EXERCISE BRIEF.
Could you print all the entries exactly?

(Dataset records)
** begin **

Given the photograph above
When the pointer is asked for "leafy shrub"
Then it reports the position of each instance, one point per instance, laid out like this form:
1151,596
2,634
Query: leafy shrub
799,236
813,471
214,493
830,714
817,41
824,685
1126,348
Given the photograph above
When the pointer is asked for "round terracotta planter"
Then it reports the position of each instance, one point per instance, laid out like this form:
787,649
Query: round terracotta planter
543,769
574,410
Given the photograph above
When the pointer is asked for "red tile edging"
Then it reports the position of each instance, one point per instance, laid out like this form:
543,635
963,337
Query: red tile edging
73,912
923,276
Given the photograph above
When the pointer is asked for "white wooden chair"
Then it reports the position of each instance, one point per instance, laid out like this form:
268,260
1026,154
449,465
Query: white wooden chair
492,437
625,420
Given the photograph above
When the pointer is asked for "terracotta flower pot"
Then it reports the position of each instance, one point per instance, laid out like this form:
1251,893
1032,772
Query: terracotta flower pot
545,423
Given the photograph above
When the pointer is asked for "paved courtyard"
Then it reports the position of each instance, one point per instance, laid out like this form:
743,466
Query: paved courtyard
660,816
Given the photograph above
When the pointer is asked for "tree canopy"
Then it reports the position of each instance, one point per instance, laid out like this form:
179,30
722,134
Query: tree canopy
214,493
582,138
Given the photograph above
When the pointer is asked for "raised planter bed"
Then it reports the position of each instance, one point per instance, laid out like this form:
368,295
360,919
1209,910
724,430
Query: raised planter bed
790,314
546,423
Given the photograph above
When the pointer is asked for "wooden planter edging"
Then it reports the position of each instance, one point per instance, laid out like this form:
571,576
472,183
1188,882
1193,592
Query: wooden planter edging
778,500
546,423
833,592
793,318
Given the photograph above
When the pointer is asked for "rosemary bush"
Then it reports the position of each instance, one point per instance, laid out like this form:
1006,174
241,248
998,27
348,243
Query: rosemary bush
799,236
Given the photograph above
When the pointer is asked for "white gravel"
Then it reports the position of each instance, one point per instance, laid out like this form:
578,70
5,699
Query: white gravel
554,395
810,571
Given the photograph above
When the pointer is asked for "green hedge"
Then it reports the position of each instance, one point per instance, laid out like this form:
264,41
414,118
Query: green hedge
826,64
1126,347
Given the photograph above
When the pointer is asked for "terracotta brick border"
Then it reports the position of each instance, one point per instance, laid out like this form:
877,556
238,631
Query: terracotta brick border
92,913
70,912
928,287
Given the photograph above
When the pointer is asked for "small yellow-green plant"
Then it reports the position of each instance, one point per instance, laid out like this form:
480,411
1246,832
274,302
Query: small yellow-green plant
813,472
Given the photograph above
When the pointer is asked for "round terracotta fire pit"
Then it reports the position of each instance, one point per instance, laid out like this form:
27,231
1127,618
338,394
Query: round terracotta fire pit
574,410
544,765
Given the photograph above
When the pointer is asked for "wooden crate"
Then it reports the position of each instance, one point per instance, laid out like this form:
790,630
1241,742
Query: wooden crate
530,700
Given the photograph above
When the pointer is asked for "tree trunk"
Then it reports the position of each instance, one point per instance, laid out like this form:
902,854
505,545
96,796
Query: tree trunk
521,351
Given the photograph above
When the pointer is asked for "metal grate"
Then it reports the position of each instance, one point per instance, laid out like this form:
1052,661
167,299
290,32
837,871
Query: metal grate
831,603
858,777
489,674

** end **

OUTPUT FOR THIS TASK.
Given the photograph above
When the pointer is asked for "leafy shrub"
Then it reports the position of each instance, one point per instance, laid out like this form:
1151,596
2,634
Query: leafy shrub
799,236
813,471
214,493
830,714
817,41
824,685
1126,348
Given the photograph above
When the pointer is asked for "round terracotta planter"
Then it reports the position of each instance, one point per instance, laid out like this form:
787,649
Query: round terracotta planter
543,769
574,410
Given the photograph above
When the pointer is asked for "red tile edging"
Then it reports the position of each instance, one point per instance, laid out like this form:
543,635
963,337
Query: red tile edging
73,912
923,276
Given the photograph above
When the pointer is asked for "white wooden chair"
Then it reports the position of each instance, one point per instance, laid out like this form:
268,260
1026,154
449,465
Query: white wooden chair
492,437
625,420
Given the photograph above
When the pointer is asked for "terracotta flower pot"
Then it reports the position of each instance, one point per instance, laid out like this form:
1251,893
1032,772
Query: terracotta flower pot
545,423
Given the photograph above
When the pointer is asked for "paved courtyard"
Then it reports the position of each instance, one point per instance, laid out like this form:
743,466
Query: paved courtyard
660,816
Given the photograph above
When the pointer is asked for "tree canopy"
Then it reports the position of each instance, one point per instance, laid out like this form:
179,30
722,134
Query: tree canopy
214,493
582,138
Given the photograph above
When the pointer is asked for "raised planter bed"
Then it reports the position of each instance, one point per instance, laid out like this form:
368,295
360,919
1209,910
724,430
Query: raised planter bed
790,314
546,423
Given the photograph above
When the pointer is asked for "wooden planter edging"
Then it reports the position of each instance, one point per instance, laid out like this form:
571,576
472,183
1188,882
1193,592
Query: wooden planter edging
778,500
546,423
833,592
793,318
Given the photograph above
When the pointer is asked for "rosemary bush"
Then it reports the position of each instance, one point per instance, laid out like this form:
1006,174
241,248
998,27
348,243
Query: rosemary bush
799,236
Given the photograph above
When the pointer is asked for "white gravel"
Then it reports the position of each instance, one point per instance, laid out like this form:
578,70
5,699
Query: white gravel
554,395
810,571
Given the photograph above
When the pointer is asked for "green hedge"
Then it reports the position of each instance, one point per instance, laid out like this form:
264,41
414,118
Query: green hedge
826,64
1126,347
Given the photograph above
When the pointer is asked for "terracotta brick border"
Then it reports the position of each instance, one point per instance, laid out like this form:
877,556
238,631
Query: terracotta brick border
92,913
70,912
928,287
Given the photograph above
When the pointer is asked for "small yellow-green plant"
Then it reports the position of each instance, one point per instance, laid out like this form:
480,411
1246,832
274,302
Query: small yellow-green plant
813,472
Given the photograph above
When the pointer is asked for "round terracotta fire pit"
Then it reports the position of each instance, one point per instance, laid out like this form:
27,231
1127,618
338,394
Query: round terracotta fire pit
574,410
544,765
Given the photograph above
When the pointer is asked for "wooden crate"
Then it reports the position of each instance, one point per instance, laid out like this form:
790,630
1241,742
Query: wooden crate
530,700
Given the photograph above
When the pointer is asked for "tree trunk"
Then it reports the position of each instance, one point per instance, laid out like this form:
902,854
505,545
96,796
Query: tree trunk
521,351
Given the photograph above
When the pointer is asked for "metal grate"
Then it reports the position of each instance, one point per instance, laid out like this form:
1052,661
167,299
290,32
837,871
Query: metal grate
831,603
858,777
489,674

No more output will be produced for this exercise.